(begin)

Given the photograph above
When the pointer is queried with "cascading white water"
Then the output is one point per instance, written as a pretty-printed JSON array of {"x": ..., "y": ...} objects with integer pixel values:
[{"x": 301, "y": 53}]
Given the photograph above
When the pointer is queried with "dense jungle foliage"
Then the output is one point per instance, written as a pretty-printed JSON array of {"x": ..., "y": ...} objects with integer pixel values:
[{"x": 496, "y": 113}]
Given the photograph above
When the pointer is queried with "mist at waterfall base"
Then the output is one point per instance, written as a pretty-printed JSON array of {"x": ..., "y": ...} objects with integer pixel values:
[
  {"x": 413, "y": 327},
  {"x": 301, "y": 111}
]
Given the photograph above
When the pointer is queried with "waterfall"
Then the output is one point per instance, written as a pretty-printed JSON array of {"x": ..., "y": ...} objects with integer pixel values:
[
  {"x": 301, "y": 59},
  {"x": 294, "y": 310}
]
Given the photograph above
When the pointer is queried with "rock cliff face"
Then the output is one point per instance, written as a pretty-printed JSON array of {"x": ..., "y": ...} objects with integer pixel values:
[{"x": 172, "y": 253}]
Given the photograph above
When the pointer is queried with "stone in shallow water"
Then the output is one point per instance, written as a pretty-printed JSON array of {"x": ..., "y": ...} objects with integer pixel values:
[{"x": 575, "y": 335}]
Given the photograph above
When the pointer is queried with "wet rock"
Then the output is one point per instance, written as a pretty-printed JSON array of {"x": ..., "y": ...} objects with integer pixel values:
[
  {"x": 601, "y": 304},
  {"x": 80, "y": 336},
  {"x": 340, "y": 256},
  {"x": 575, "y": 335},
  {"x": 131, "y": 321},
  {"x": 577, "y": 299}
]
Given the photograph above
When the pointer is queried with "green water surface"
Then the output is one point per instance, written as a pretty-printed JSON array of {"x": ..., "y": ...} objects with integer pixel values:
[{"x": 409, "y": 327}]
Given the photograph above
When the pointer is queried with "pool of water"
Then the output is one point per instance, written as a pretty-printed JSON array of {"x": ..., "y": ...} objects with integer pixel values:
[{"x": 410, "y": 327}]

(end)

* _Required work_
Extract all of the data above and output it character for character.

* _Worked answer_
Given the photograph above
When the pointer is queried with "cascading white water"
Then the output is one point per instance, written as a pretty-printed JSON array of {"x": ..., "y": ...} objects with integer pixel values:
[{"x": 301, "y": 53}]
Given the photograph above
When the pointer is queried with "dense jungle foliage"
Then the output is one point per instance, written as a pretty-printed JSON array of {"x": ..., "y": ...} objects with integer pixel values:
[{"x": 496, "y": 113}]
Given the photograph above
When the pointer is queried with "mist at waterfall base"
Then the output is one point per instance, written as a pretty-printed JSON array of {"x": ..., "y": ...} objects with integer pixel values:
[
  {"x": 413, "y": 327},
  {"x": 301, "y": 111}
]
Given the photograph above
When the pointer is queried with "waterfall"
Then the output is one point per instance, written as a pretty-printed JSON array of {"x": ..., "y": ...} objects with integer pixel values:
[
  {"x": 301, "y": 59},
  {"x": 294, "y": 310}
]
Given the photograph above
When the pointer is queried with "rock cliff face"
Then the output is one point per instance, written as a pretty-printed JSON array of {"x": ..., "y": ...} objects with integer pixel values:
[{"x": 172, "y": 253}]
Given the photograph above
When the pointer is queried with "stone in shallow water"
Then the output is one point per instance, written as a pretty-printed JSON array of {"x": ..., "y": ...} objects with integer pixel values:
[{"x": 575, "y": 335}]
Given the photograph above
When the pointer is queried with "wet rock"
Then the output is one point per instance, written as a pretty-printed JSON array of {"x": ..., "y": ...} objects with integer pixel values:
[
  {"x": 601, "y": 304},
  {"x": 80, "y": 336},
  {"x": 340, "y": 256},
  {"x": 575, "y": 335},
  {"x": 131, "y": 321},
  {"x": 577, "y": 299}
]
Given the photograph above
When the pointer is queried with "green water surface"
Then the output is one point per instance, written as a pretty-printed JSON array of {"x": ..., "y": ...} objects with integer pixel values:
[{"x": 409, "y": 327}]
Given the photograph above
When the pointer is queried with "pool of water"
Then the output is one point per instance, written as a pretty-printed JSON array of {"x": ..., "y": ...} objects with integer pixel values:
[{"x": 410, "y": 327}]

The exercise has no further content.